• [WHAT YOU ARE ASKED TO DO]: Take every entry below and copy it out word for word.

(Records from a collection)

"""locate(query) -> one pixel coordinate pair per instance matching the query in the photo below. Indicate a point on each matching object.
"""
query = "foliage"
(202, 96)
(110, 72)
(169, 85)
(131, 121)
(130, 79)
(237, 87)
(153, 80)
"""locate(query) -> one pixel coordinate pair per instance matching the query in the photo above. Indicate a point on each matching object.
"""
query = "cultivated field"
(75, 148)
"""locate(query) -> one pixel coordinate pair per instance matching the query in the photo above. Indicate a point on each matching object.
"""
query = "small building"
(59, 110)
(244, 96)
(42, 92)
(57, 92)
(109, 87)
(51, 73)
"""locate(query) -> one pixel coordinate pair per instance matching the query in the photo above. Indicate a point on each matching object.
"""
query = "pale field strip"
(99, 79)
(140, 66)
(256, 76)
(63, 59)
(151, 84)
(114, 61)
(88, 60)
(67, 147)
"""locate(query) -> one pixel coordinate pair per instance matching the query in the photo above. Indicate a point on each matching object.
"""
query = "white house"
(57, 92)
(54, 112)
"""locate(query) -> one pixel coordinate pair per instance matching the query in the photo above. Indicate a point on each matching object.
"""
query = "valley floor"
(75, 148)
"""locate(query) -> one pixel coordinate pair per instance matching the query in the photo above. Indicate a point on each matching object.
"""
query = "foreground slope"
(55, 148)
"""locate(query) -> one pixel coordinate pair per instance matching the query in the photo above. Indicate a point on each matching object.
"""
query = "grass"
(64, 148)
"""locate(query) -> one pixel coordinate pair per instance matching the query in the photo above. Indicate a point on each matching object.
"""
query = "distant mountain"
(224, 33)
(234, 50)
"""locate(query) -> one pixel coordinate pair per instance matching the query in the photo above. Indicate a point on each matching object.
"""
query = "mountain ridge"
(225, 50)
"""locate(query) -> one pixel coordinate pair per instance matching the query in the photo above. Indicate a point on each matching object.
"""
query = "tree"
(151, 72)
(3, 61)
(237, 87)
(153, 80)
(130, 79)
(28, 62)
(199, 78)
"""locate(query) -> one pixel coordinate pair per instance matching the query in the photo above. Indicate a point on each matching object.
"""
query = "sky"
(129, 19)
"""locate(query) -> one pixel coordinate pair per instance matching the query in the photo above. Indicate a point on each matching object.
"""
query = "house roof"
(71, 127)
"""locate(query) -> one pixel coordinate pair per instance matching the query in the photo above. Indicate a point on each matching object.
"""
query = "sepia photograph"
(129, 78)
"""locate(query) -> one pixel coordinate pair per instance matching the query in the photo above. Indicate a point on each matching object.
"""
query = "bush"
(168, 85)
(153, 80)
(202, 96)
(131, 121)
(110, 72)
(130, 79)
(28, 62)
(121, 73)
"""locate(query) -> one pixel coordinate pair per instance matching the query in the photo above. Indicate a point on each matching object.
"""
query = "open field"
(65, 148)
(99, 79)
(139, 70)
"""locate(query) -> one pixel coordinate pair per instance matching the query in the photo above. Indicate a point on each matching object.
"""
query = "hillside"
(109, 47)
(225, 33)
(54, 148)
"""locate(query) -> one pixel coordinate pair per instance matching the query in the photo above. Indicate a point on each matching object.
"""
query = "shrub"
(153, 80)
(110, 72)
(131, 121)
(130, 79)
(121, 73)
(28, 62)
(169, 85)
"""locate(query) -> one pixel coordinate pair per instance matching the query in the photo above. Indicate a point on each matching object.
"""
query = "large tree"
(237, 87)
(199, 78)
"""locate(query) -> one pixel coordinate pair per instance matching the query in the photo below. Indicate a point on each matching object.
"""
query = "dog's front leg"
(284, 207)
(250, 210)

• [SOLVED EXERCISE]:
"""locate(query) -> one pixel coordinate pair per instance matching the query in the photo below. Indicate a point on each matching object.
"""
query = "foliage"
(202, 96)
(110, 72)
(169, 85)
(131, 121)
(130, 79)
(237, 87)
(153, 80)
"""locate(query) -> one pixel coordinate pair per instance matching the query in the photo above. Indicate a point on each matching object.
"""
query = "cultivated field"
(75, 148)
"""locate(query) -> one pixel coordinate pair per instance matching the query in the photo above. Indicate a point on each matching object.
"""
query = "small building"
(59, 110)
(244, 96)
(42, 92)
(57, 92)
(109, 87)
(51, 73)
"""locate(query) -> one pixel coordinate pair per instance matching the query in the photo above. Indicate a point on each matching object.
"""
query = "pale field strip"
(99, 79)
(140, 66)
(256, 76)
(63, 59)
(151, 84)
(114, 61)
(88, 60)
(67, 147)
"""locate(query) -> one pixel coordinate pair per instance matching the query in the photo above. Indicate a point on each matching object.
"""
query = "white house"
(57, 92)
(54, 112)
"""locate(query) -> one pixel coordinate pair per instance matching the query in the photo above. Indicate a point on each matching object.
"""
query = "valley floor"
(75, 148)
"""locate(query) -> one pixel coordinate pair per instance matching the query in the photo above. Indicate a point on each matching object.
"""
query = "foreground slope"
(55, 148)
"""locate(query) -> one pixel coordinate pair per instance matching the query in the photo above. Indicate a point on each matching object.
"""
query = "grass"
(64, 148)
"""locate(query) -> one pixel coordinate pair per instance matching the query in the photo above. Indicate a point on each matching object.
"""
query = "distant mountain"
(224, 33)
(234, 50)
"""locate(query) -> one pixel coordinate pair per instance matching the query in the photo above. Indicate a point on each matching object.
"""
query = "mountain ridge"
(225, 50)
"""locate(query) -> one pixel coordinate pair per instance matching the query in the photo above. Indicate a point on each matching object.
"""
query = "tree"
(151, 72)
(3, 61)
(237, 87)
(153, 80)
(130, 79)
(28, 62)
(199, 78)
"""locate(query) -> one pixel coordinate pair per instance matching the query in the photo above. Indicate a point on each matching object.
"""
query = "sky"
(129, 19)
"""locate(query) -> one pixel coordinate pair per instance matching the query in the photo above. Indicate a point on each matching object.
"""
query = "house roof"
(71, 127)
"""locate(query) -> one pixel coordinate pair per instance matching the query in the photo above. Indicate a point on each matching object.
"""
query = "sepia photograph"
(129, 78)
"""locate(query) -> one pixel coordinate pair per instance matching the query in the photo above. Indicate a point on each matching object.
"""
query = "bush"
(168, 85)
(153, 80)
(202, 96)
(131, 121)
(110, 72)
(130, 79)
(28, 62)
(121, 73)
"""locate(query) -> one pixel coordinate pair per instance matching the query in the photo above. Indicate a point on each matching object.
"""
query = "open field"
(65, 148)
(99, 79)
(139, 70)
"""locate(query) -> one pixel coordinate pair per instance matching the query in the photo above. Indicate a point on each matching object.
"""
query = "hillside"
(109, 47)
(225, 33)
(54, 148)
"""locate(query) -> one pixel coordinate pair per instance matching the query in the photo above. Indicate a point on each matching object.
"""
query = "shrub"
(153, 80)
(110, 72)
(131, 121)
(130, 79)
(121, 73)
(28, 62)
(169, 85)
"""locate(query) -> one pixel coordinate pair per instance matching the query in the photo above. Indicate a point on each matching object.
"""
query = "large tree"
(237, 87)
(199, 78)
"""locate(query) -> one pixel coordinate pair per instance matching the query in the photo below. Indicate a point on each matching object.
"""
query = "dog's front leg"
(284, 207)
(250, 210)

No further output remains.